Exercise requirements ::
Please repeat exactly the line containing "Put one point on every instance of the utility" and each line after it in the records below, through the last.

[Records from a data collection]
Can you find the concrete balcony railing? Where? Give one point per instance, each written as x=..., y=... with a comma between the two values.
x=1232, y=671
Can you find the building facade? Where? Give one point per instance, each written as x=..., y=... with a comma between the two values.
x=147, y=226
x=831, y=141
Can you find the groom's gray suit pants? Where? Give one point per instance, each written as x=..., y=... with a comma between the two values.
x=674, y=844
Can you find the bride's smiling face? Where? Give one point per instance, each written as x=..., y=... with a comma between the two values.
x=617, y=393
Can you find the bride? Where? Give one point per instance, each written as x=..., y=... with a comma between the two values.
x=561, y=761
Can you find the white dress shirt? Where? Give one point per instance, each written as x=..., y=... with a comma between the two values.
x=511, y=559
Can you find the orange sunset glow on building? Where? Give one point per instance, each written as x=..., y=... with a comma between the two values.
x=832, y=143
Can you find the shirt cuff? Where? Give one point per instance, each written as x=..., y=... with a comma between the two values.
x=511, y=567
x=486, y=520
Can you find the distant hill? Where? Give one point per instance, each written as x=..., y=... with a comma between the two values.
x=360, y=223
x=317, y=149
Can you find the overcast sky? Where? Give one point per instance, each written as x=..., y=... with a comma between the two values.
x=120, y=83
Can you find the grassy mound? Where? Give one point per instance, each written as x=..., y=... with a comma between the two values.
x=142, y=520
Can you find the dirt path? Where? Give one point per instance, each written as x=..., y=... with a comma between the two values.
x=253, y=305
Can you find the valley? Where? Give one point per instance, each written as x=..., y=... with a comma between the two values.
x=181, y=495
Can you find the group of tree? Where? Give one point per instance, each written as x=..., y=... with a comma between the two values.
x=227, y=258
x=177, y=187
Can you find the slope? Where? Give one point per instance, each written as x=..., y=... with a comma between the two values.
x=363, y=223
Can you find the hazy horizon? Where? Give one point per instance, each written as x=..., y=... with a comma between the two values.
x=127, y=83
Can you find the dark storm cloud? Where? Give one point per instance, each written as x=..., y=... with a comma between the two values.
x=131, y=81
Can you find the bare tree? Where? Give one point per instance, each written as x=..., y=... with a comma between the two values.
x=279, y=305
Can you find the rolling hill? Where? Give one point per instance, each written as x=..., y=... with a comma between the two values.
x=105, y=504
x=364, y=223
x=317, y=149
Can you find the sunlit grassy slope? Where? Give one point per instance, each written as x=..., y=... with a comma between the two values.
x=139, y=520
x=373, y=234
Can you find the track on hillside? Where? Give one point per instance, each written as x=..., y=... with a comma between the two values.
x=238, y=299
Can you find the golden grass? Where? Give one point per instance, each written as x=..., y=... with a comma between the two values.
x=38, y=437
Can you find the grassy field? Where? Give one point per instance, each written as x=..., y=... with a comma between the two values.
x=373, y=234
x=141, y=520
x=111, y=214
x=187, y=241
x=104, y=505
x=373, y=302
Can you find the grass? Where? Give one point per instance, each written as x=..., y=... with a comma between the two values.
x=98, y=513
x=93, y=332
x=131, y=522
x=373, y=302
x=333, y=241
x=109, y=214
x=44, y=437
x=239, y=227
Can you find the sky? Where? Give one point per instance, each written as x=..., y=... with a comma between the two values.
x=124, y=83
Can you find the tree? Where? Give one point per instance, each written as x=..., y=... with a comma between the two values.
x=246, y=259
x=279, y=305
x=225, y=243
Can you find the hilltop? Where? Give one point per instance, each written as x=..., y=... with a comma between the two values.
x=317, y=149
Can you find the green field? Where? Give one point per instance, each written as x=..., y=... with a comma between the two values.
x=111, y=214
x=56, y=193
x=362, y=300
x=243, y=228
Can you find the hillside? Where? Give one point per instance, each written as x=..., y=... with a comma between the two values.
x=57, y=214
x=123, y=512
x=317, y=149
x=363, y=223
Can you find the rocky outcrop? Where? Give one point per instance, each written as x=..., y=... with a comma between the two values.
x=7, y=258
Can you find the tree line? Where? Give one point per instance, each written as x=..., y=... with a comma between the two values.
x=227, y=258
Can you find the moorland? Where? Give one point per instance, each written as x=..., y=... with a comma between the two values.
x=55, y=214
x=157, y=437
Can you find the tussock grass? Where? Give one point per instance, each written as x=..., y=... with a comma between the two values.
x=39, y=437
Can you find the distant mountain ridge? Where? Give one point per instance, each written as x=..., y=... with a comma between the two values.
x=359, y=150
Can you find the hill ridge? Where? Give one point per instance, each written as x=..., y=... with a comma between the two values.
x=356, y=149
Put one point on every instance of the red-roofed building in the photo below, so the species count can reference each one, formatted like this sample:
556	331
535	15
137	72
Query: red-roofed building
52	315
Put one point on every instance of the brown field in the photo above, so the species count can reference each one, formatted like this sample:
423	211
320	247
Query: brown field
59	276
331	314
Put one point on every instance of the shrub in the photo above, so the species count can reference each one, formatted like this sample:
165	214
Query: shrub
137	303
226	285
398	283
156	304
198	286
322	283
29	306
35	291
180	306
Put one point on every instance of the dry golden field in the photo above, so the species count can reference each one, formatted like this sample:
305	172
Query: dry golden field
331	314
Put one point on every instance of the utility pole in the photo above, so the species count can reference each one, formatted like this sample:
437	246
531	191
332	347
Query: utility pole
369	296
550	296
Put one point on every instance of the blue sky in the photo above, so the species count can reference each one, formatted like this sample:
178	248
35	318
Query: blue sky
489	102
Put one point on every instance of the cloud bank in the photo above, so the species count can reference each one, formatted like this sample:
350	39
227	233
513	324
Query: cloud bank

Finished exercise ::
Put one point on every instance of the utility pole in the photo above, so the species count can reference each one, formatted like this sample:
437	246
531	191
332	347
Query: utility pole
369	296
550	296
Put one point on every instance of the blue sky in the photo above, so the species count can reference each one, formatted like this sample:
178	248
35	318
Query: blue sky
489	102
Put one point on every instance of the cloud bank in the photo above, so the species count can reference each one, formatted like this sample:
350	39
227	233
513	324
Query: cloud bank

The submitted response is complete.